- Activity: Could you restate word for word each line from the top of the listing below through the line containing "box: [349, 321, 423, 385]"? Keep the pictures out.

- Data extracts:
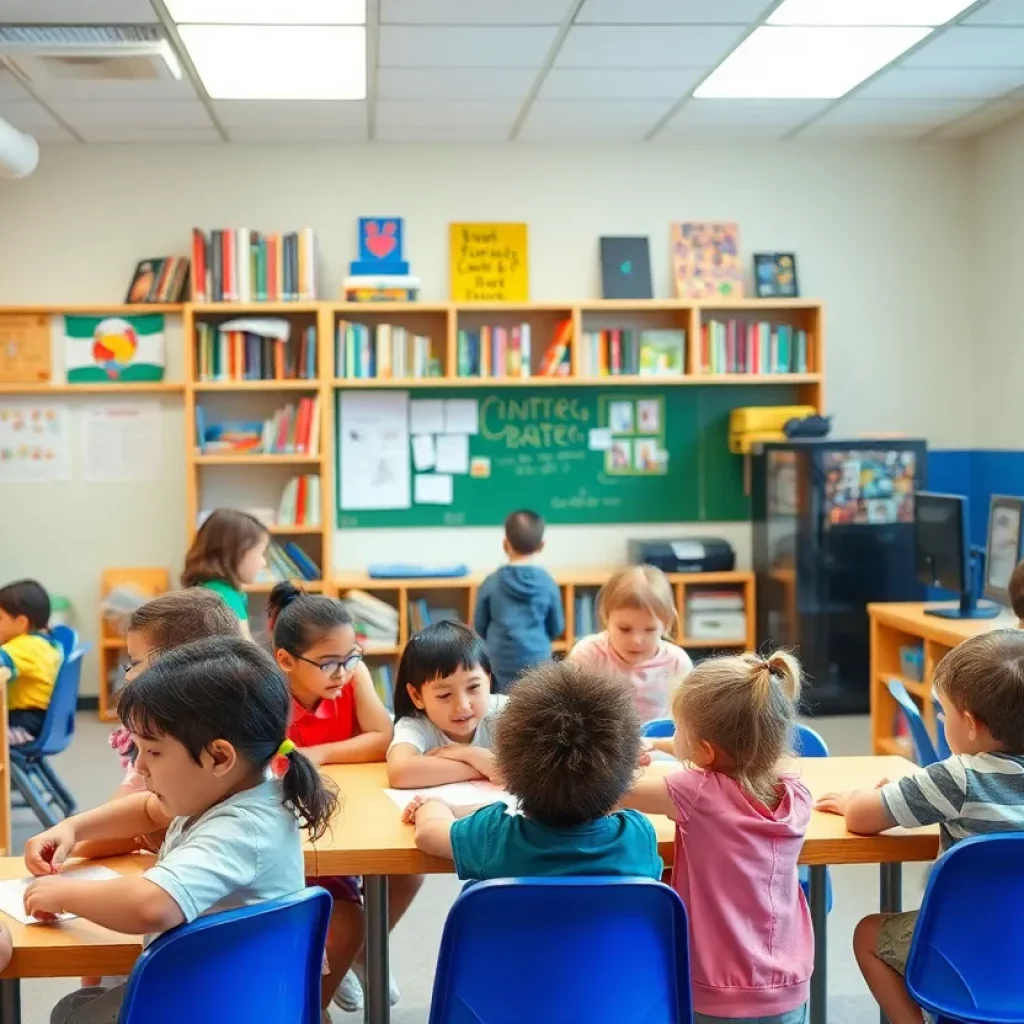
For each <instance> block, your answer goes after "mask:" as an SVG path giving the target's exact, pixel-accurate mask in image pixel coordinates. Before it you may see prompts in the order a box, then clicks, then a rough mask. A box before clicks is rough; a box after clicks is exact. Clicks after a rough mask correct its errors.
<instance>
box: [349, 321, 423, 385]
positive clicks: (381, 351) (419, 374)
mask: <svg viewBox="0 0 1024 1024" xmlns="http://www.w3.org/2000/svg"><path fill="white" fill-rule="evenodd" d="M334 358H335V362H334V365H335V370H336V372H337V376H338V377H343V378H345V379H347V380H374V379H379V380H392V379H402V380H403V379H408V378H413V377H415V378H424V377H440V376H441V365H440V360H439V359H438V358H437V357H436V356H435V355H434V352H433V341H432V339H431V338H429V337H427V336H426V335H422V334H415V333H414V332H412V331H409V330H408V329H407V328H404V327H402V326H401V325H400V324H376V325H373V326H369V325H367V324H351V323H349V322H347V321H339V322H338V326H337V328H336V329H335V338H334Z"/></svg>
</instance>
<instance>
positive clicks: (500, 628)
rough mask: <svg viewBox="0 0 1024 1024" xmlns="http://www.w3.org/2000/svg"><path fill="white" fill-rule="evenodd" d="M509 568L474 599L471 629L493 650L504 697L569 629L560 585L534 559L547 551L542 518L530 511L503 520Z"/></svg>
mask: <svg viewBox="0 0 1024 1024" xmlns="http://www.w3.org/2000/svg"><path fill="white" fill-rule="evenodd" d="M504 548H505V554H506V556H507V557H508V560H509V563H508V565H503V566H502V567H501V568H500V569H498V571H497V572H492V573H490V575H488V577H487V579H486V580H484V581H483V583H482V584H481V585H480V589H479V591H478V593H477V596H476V610H475V613H474V615H473V629H475V630H476V632H477V633H479V634H480V636H481V637H483V639H484V640H485V641H486V644H487V649H488V651H489V652H490V664H492V669H493V673H492V675H493V679H494V687H493V688H494V691H495V692H496V693H504V692H506V691H507V690H508V688H509V686H510V685H511V684H512V683H513V682H514V681H515V678H516V676H518V675H519V673H520V672H522V671H523V670H524V669H528V668H529V667H530V666H534V665H537V664H539V663H541V662H547V660H548V659H549V658H550V657H551V641H552V640H554V639H556V638H557V637H559V636H561V635H562V633H563V632H564V631H565V613H564V611H563V610H562V595H561V592H560V591H559V589H558V585H557V584H556V583H555V581H554V580H552V579H551V577H550V575H549V574H548V572H547V571H546V570H545V569H543V568H542V567H541V566H540V565H537V564H535V563H534V558H535V556H536V555H539V554H540V553H541V552H542V551H543V550H544V520H543V519H542V518H541V517H540V516H539V515H538V514H537V513H536V512H530V511H529V510H527V509H521V510H520V511H518V512H513V513H512V514H511V515H510V516H509V517H508V518H507V519H506V520H505V544H504Z"/></svg>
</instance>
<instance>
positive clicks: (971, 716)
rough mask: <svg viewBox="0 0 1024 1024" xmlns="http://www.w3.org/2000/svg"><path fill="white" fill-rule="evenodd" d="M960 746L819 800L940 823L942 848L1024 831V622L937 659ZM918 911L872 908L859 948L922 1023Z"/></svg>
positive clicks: (885, 999) (908, 1013)
mask: <svg viewBox="0 0 1024 1024" xmlns="http://www.w3.org/2000/svg"><path fill="white" fill-rule="evenodd" d="M935 689H936V693H937V695H938V698H939V701H940V702H941V705H942V709H943V711H944V713H945V732H946V739H947V741H948V743H949V749H950V750H951V751H952V752H953V753H952V756H951V757H949V758H946V760H945V761H938V762H936V763H935V764H933V765H929V766H928V767H927V768H922V769H921V770H920V771H918V772H914V773H913V774H912V775H907V776H906V777H905V778H901V779H898V780H897V781H895V782H889V781H885V782H882V783H880V784H879V785H878V786H877V787H876V788H874V790H860V791H857V792H853V793H833V794H828V795H827V796H825V797H822V798H821V799H820V800H818V801H817V802H816V803H815V805H814V806H815V807H816V808H817V809H818V810H821V811H831V812H833V813H835V814H843V815H845V817H846V826H847V828H849V829H850V831H855V833H860V834H862V835H867V836H873V835H876V834H877V833H880V831H885V830H886V829H887V828H892V827H893V826H894V825H902V826H904V827H906V828H915V827H919V826H921V825H931V824H938V826H939V837H940V845H941V848H942V851H943V853H944V852H945V851H946V850H948V849H949V848H950V847H951V846H953V845H955V844H956V843H958V842H959V841H961V840H963V839H969V838H971V837H972V836H985V835H988V834H990V833H1005V831H1024V631H1021V630H995V631H993V632H991V633H986V634H984V635H982V636H978V637H974V638H972V639H971V640H965V641H964V643H962V644H961V645H959V646H958V647H955V648H953V649H952V650H951V651H949V653H948V654H946V656H945V657H943V658H942V660H941V662H940V663H939V664H938V666H937V667H936V669H935ZM916 920H918V912H916V911H915V910H914V911H911V912H909V913H872V914H870V915H869V916H867V918H865V919H864V920H863V921H861V922H860V924H859V925H858V926H857V928H856V931H855V932H854V936H853V949H854V953H855V954H856V956H857V964H858V965H859V966H860V970H861V973H862V974H863V975H864V980H865V981H866V982H867V987H868V988H870V990H871V994H872V995H873V996H874V997H876V998H877V999H878V1001H879V1005H880V1006H881V1008H882V1010H883V1012H884V1013H885V1015H886V1016H887V1017H888V1018H889V1020H890V1022H891V1024H922V1019H923V1012H922V1010H921V1008H920V1007H919V1006H918V1005H916V1004H915V1002H914V1001H913V999H911V998H910V994H909V992H908V991H907V989H906V985H905V983H904V981H903V973H904V970H905V969H906V959H907V955H908V953H909V951H910V940H911V938H912V936H913V926H914V924H915V922H916Z"/></svg>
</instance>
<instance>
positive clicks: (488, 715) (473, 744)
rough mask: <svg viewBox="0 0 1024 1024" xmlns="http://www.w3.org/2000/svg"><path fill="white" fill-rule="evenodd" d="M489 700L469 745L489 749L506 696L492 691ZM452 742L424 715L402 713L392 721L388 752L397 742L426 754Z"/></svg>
mask: <svg viewBox="0 0 1024 1024" xmlns="http://www.w3.org/2000/svg"><path fill="white" fill-rule="evenodd" d="M489 700H490V705H489V707H488V709H487V714H486V715H484V716H483V721H482V722H480V724H479V725H478V726H477V727H476V732H475V733H473V738H472V739H471V740H470V741H469V744H468V745H470V746H482V748H484V749H485V750H490V746H492V733H493V731H494V728H495V721H496V720H497V718H498V713H499V712H500V711H501V710H502V708H504V707H505V701H506V700H508V697H506V696H504V695H503V694H501V693H492V694H490V697H489ZM454 742H455V740H453V739H450V738H449V737H447V736H445V735H444V733H443V732H441V730H440V729H438V728H437V726H436V725H434V724H433V722H431V721H430V719H429V718H427V716H426V715H422V714H420V715H404V716H402V717H401V718H399V719H398V721H397V722H395V723H394V738H393V739H392V740H391V745H390V746H389V748H388V753H389V754H390V753H391V751H393V750H394V749H395V748H396V746H397V745H398V744H399V743H409V745H410V746H415V748H416V749H417V750H418V751H419V752H420V754H426V753H427V751H432V750H433V749H434V748H435V746H451V745H452V744H453V743H454Z"/></svg>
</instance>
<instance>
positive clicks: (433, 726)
mask: <svg viewBox="0 0 1024 1024" xmlns="http://www.w3.org/2000/svg"><path fill="white" fill-rule="evenodd" d="M504 703H505V697H504V696H501V695H499V694H493V693H492V692H490V658H489V657H488V655H487V648H486V646H485V644H484V643H483V640H481V639H480V637H478V636H477V635H476V634H475V633H474V632H473V631H472V630H471V629H469V627H467V626H463V625H462V623H450V622H443V623H436V624H434V625H433V626H428V627H427V628H426V629H425V630H423V631H422V632H420V633H417V634H415V635H414V636H413V637H412V638H411V639H410V641H409V643H408V644H407V645H406V649H404V650H403V651H402V654H401V662H400V664H399V665H398V675H397V678H396V679H395V685H394V719H395V721H394V738H393V739H392V740H391V745H390V748H389V749H388V752H387V773H388V780H389V781H390V783H391V785H393V786H396V787H397V788H403V790H410V788H415V787H418V786H428V785H441V784H443V783H445V782H465V781H467V780H469V779H479V778H493V777H494V775H495V774H496V769H495V764H494V757H493V755H492V753H490V737H492V730H493V727H494V720H495V716H497V715H498V713H499V712H500V711H501V709H502V707H503V706H504Z"/></svg>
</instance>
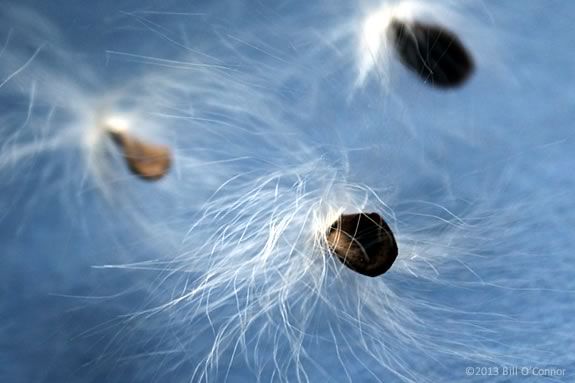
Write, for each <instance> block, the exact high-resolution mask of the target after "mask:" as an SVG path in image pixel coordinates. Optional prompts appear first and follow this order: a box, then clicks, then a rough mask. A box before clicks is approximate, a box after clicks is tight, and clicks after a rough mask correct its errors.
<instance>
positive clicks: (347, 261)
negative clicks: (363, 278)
mask: <svg viewBox="0 0 575 383" xmlns="http://www.w3.org/2000/svg"><path fill="white" fill-rule="evenodd" d="M327 243H328V245H329V248H330V249H331V251H332V252H333V253H334V254H335V255H336V256H337V258H338V259H339V260H340V261H341V262H343V264H345V265H346V266H347V267H349V268H350V269H352V270H354V271H356V272H358V273H360V274H363V275H367V276H369V277H377V276H379V275H381V274H383V273H385V272H386V271H388V270H389V268H390V267H391V265H393V262H395V259H396V258H397V253H398V249H397V243H396V241H395V238H394V236H393V233H392V232H391V229H390V228H389V226H388V225H387V223H386V222H385V221H384V219H383V218H382V217H381V216H380V215H379V214H377V213H358V214H342V215H341V216H340V217H339V218H338V219H337V221H335V222H334V223H333V224H332V225H331V227H330V229H329V232H328V233H327Z"/></svg>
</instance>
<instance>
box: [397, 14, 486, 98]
mask: <svg viewBox="0 0 575 383" xmlns="http://www.w3.org/2000/svg"><path fill="white" fill-rule="evenodd" d="M388 36H389V38H390V39H391V40H392V41H393V44H394V46H395V49H396V51H397V53H398V54H399V57H400V59H401V62H402V63H403V64H404V65H405V66H406V67H407V68H409V69H410V70H411V71H413V72H415V73H416V74H417V75H418V76H419V77H420V78H421V79H422V80H423V81H424V82H425V83H427V84H431V85H433V86H436V87H439V88H453V87H457V86H460V85H462V84H463V83H464V82H465V81H466V80H467V79H468V78H469V76H470V75H471V74H472V73H473V71H474V68H475V65H474V63H473V59H472V58H471V55H470V54H469V53H468V52H467V49H466V48H465V47H464V46H463V44H462V43H461V42H460V41H459V38H458V37H457V36H456V35H455V34H453V33H452V32H450V31H448V30H446V29H444V28H442V27H440V26H436V25H426V24H421V23H418V22H414V23H404V22H401V21H399V20H392V21H391V23H390V25H389V30H388Z"/></svg>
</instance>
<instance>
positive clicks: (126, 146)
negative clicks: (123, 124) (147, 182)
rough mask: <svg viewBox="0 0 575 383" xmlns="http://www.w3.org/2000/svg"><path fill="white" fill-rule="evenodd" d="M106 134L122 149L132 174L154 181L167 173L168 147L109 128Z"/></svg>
mask: <svg viewBox="0 0 575 383" xmlns="http://www.w3.org/2000/svg"><path fill="white" fill-rule="evenodd" d="M108 134H109V135H110V137H111V138H112V140H113V141H114V142H115V143H116V145H117V146H118V148H120V150H121V151H122V154H123V156H124V158H125V159H126V164H127V165H128V169H130V171H131V172H132V173H133V174H135V175H137V176H138V177H140V178H142V179H144V180H147V181H156V180H158V179H160V178H162V177H163V176H165V175H166V174H167V173H168V170H169V169H170V166H171V163H172V159H171V153H170V149H169V148H168V147H166V146H161V145H156V144H150V143H148V142H144V141H142V140H140V139H138V138H136V137H134V136H131V135H129V134H128V133H126V132H123V131H122V132H120V131H112V130H109V131H108Z"/></svg>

- Solution:
For each <instance> block, your answer goes after "mask:" as an SVG path giving the target's exact, pixel-accurate mask in image pixel coordinates. Before it you may see prompts in the order a box, then clicks, then a rough mask. A box before clicks is rough; a box after clicks is exact. Clicks after a rough mask correct its errors.
<instance>
box: [349, 321, 423, 385]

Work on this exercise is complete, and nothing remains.